Stored data entries
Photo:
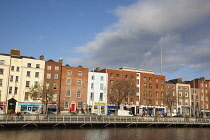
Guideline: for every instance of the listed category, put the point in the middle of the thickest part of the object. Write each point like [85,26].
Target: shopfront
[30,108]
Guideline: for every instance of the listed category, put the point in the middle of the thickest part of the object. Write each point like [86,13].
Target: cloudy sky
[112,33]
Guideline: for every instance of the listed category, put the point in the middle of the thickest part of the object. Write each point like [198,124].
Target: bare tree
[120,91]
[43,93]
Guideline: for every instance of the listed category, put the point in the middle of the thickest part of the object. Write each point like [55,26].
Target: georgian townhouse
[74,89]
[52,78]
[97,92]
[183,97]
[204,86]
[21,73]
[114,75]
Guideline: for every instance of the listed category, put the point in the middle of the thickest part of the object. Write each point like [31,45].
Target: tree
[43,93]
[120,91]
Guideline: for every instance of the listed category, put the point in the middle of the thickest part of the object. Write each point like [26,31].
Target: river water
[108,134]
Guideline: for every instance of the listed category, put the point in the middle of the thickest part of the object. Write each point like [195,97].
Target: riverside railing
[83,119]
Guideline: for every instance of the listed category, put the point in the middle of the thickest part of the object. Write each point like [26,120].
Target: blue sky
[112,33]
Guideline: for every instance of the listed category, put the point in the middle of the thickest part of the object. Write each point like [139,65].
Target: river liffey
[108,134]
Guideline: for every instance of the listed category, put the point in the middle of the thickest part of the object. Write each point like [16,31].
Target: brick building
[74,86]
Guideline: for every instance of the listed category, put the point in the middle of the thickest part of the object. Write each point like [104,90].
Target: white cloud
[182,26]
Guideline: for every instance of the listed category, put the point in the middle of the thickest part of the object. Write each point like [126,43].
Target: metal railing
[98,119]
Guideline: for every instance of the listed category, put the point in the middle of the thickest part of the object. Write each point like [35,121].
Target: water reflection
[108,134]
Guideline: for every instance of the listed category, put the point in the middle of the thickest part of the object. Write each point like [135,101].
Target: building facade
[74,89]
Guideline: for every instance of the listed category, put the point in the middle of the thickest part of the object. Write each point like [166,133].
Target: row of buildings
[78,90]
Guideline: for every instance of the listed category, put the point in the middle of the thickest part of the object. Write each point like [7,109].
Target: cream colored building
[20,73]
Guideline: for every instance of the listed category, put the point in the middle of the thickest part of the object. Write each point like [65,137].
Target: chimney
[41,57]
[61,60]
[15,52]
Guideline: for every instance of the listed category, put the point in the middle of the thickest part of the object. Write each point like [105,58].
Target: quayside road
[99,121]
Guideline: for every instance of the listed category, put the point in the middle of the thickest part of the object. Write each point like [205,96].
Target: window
--
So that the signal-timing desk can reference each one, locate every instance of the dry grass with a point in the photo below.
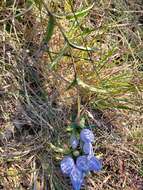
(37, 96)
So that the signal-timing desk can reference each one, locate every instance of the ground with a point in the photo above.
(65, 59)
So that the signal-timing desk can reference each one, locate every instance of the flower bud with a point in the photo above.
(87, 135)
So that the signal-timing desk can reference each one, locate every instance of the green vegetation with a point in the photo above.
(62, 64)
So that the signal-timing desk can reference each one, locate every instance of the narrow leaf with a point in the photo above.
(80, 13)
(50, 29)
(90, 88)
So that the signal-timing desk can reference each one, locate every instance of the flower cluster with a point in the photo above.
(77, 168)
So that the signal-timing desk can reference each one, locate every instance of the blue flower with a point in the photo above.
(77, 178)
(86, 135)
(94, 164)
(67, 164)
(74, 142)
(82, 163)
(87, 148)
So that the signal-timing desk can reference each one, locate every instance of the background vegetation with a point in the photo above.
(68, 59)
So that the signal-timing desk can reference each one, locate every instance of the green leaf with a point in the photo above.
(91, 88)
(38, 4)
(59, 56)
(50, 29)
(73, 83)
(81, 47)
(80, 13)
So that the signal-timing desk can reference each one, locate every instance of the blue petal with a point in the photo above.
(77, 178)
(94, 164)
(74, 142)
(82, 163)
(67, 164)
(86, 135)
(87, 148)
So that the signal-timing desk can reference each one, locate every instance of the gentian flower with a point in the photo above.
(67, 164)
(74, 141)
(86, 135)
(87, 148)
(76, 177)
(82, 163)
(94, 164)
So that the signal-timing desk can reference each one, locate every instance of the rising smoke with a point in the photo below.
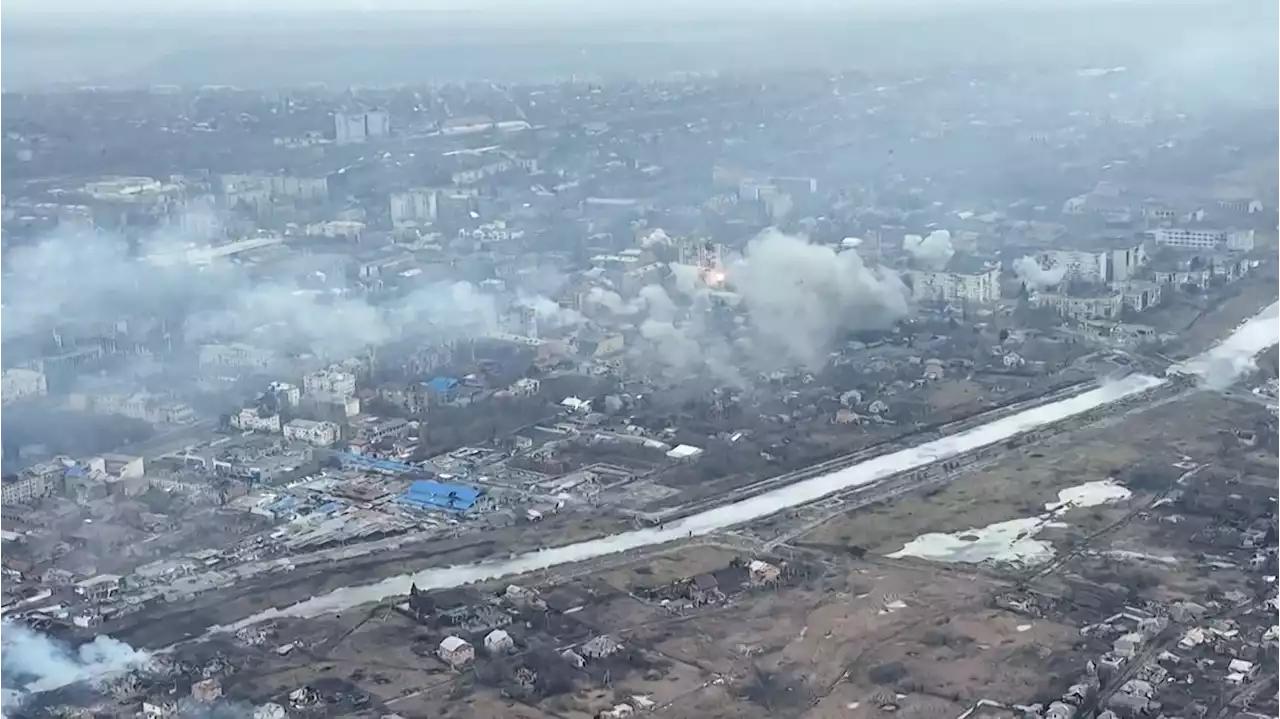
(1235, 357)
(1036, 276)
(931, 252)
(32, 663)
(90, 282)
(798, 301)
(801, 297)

◆ TASK ITEM:
All that is wanted is an exact copy of the lines above from the one with "Target: water reflection" through the one with "point like [65,137].", with both ends included.

◆ ANSWER TO THE PROBLEM:
Target: water reflection
[108,134]
Guideline: for every instance of the listed category, put the point in the middle of the thickest part of the object. Write each point like [135,101].
Target: building facade
[74,89]
Guideline: for every instance of the listed category, put the point in the middle of the thickest part of the object. Write each point like [166,133].
Target: row of buildings
[78,90]
Guideline: for every instance of the listed category, put the point in the middle of the thickest part of the object. Write each point like [7,109].
Target: cream colored building
[20,73]
Guideline: for every instance of the listed category, put the point in the middle of the thickest part of the object. Write each point like [65,137].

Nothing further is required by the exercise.